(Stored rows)
______

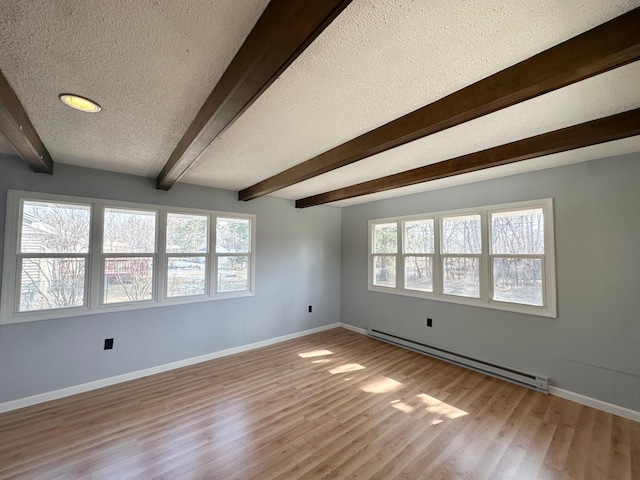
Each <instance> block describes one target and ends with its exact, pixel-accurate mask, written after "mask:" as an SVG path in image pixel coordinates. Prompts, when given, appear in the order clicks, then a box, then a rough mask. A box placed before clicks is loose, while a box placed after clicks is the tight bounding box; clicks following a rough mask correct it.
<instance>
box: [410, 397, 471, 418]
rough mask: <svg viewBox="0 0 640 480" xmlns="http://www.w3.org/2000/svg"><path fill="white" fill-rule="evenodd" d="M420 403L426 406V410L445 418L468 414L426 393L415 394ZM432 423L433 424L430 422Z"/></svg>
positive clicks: (465, 414) (455, 407)
mask: <svg viewBox="0 0 640 480" xmlns="http://www.w3.org/2000/svg"><path fill="white" fill-rule="evenodd" d="M416 396H417V397H418V398H419V399H420V400H421V401H422V403H424V404H425V405H426V406H427V411H428V412H429V413H436V414H438V415H443V416H445V417H447V418H451V419H453V418H458V417H462V416H464V415H468V413H467V412H465V411H464V410H460V409H459V408H456V407H453V406H451V405H449V404H447V403H444V402H441V401H440V400H438V399H437V398H433V397H431V396H429V395H427V394H426V393H421V394H420V395H416ZM438 423H439V422H438ZM432 425H435V424H434V423H432Z"/></svg>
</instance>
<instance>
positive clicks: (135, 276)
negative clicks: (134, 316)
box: [103, 257, 153, 303]
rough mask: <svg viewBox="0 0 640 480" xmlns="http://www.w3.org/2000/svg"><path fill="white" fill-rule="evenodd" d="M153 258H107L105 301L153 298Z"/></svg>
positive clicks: (106, 259)
mask: <svg viewBox="0 0 640 480" xmlns="http://www.w3.org/2000/svg"><path fill="white" fill-rule="evenodd" d="M152 295H153V258H151V257H129V258H107V259H105V261H104V297H103V301H104V303H117V302H137V301H141V300H151V298H152Z"/></svg>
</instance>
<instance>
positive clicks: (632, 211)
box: [341, 154, 640, 410]
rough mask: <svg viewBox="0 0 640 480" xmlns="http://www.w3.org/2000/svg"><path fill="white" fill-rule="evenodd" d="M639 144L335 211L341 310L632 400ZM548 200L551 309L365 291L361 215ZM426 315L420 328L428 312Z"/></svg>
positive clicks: (638, 352) (638, 241) (381, 214)
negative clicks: (551, 249)
mask: <svg viewBox="0 0 640 480" xmlns="http://www.w3.org/2000/svg"><path fill="white" fill-rule="evenodd" d="M639 182H640V154H633V155H626V156H622V157H617V158H612V159H603V160H596V161H591V162H586V163H581V164H577V165H573V166H568V167H560V168H555V169H550V170H543V171H539V172H532V173H527V174H523V175H517V176H512V177H508V178H503V179H499V180H492V181H487V182H481V183H476V184H471V185H465V186H462V187H456V188H449V189H444V190H437V191H432V192H426V193H423V194H416V195H411V196H406V197H401V198H395V199H390V200H383V201H379V202H372V203H368V204H363V205H357V206H353V207H347V208H343V209H342V281H341V292H342V293H341V318H342V321H343V322H345V323H349V324H352V325H355V326H358V327H362V328H366V327H367V326H369V325H371V326H374V327H379V328H383V329H385V330H387V331H390V332H395V333H398V334H401V335H404V336H407V337H410V338H413V339H416V340H422V341H424V342H427V343H430V344H432V345H436V346H440V347H444V348H447V349H450V350H454V351H457V352H460V353H464V354H467V355H471V356H475V357H478V358H482V359H485V360H489V361H494V362H500V363H503V364H507V365H512V366H514V367H518V368H522V369H524V370H526V371H529V372H532V373H537V374H542V375H548V376H549V377H550V381H551V383H552V385H555V386H558V387H560V388H563V389H567V390H570V391H573V392H576V393H581V394H583V395H587V396H590V397H594V398H597V399H600V400H603V401H606V402H610V403H613V404H617V405H620V406H623V407H627V408H631V409H634V410H640V183H639ZM547 197H553V198H554V214H555V239H556V271H557V282H558V287H557V295H558V318H557V319H549V318H543V317H536V316H531V315H522V314H516V313H510V312H503V311H499V310H491V309H486V308H478V307H468V306H463V305H456V304H450V303H445V302H438V301H432V300H424V299H416V298H411V297H403V296H398V295H391V294H385V293H376V292H369V291H368V290H367V221H368V220H370V219H374V218H384V217H391V216H396V215H408V214H413V213H421V212H435V211H442V210H451V209H457V208H464V207H471V206H478V205H491V204H498V203H508V202H516V201H523V200H531V199H539V198H547ZM427 317H431V318H433V320H434V326H433V327H432V328H427V327H426V321H425V320H426V318H427Z"/></svg>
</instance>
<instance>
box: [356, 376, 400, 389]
mask: <svg viewBox="0 0 640 480" xmlns="http://www.w3.org/2000/svg"><path fill="white" fill-rule="evenodd" d="M401 386H402V384H401V383H400V382H396V381H395V380H394V379H393V378H389V377H384V378H381V379H380V380H376V381H375V382H371V383H368V384H366V385H365V386H364V387H362V388H361V390H362V391H363V392H367V393H388V392H393V391H394V390H397V389H398V388H400V387H401Z"/></svg>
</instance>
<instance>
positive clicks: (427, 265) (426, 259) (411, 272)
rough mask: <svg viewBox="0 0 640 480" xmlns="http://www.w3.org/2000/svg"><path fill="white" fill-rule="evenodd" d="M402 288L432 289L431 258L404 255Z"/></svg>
mask: <svg viewBox="0 0 640 480" xmlns="http://www.w3.org/2000/svg"><path fill="white" fill-rule="evenodd" d="M404 288H408V289H410V290H422V291H423V292H432V291H433V258H431V257H413V256H411V257H405V259H404Z"/></svg>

______

▸ **Required work**:
Copy the lines word for word, starting with the line that contains "144L335 211L341 310L632" and ending with the line that contains "positive clicks: (638, 352)", both included.

▸ **Exercise answer**:
rough mask: <svg viewBox="0 0 640 480" xmlns="http://www.w3.org/2000/svg"><path fill="white" fill-rule="evenodd" d="M639 144L335 211L341 310L632 400ZM548 200L551 309L365 291L361 215ZM426 315L420 328L428 312Z"/></svg>
positive clicks: (638, 352) (638, 241) (381, 214)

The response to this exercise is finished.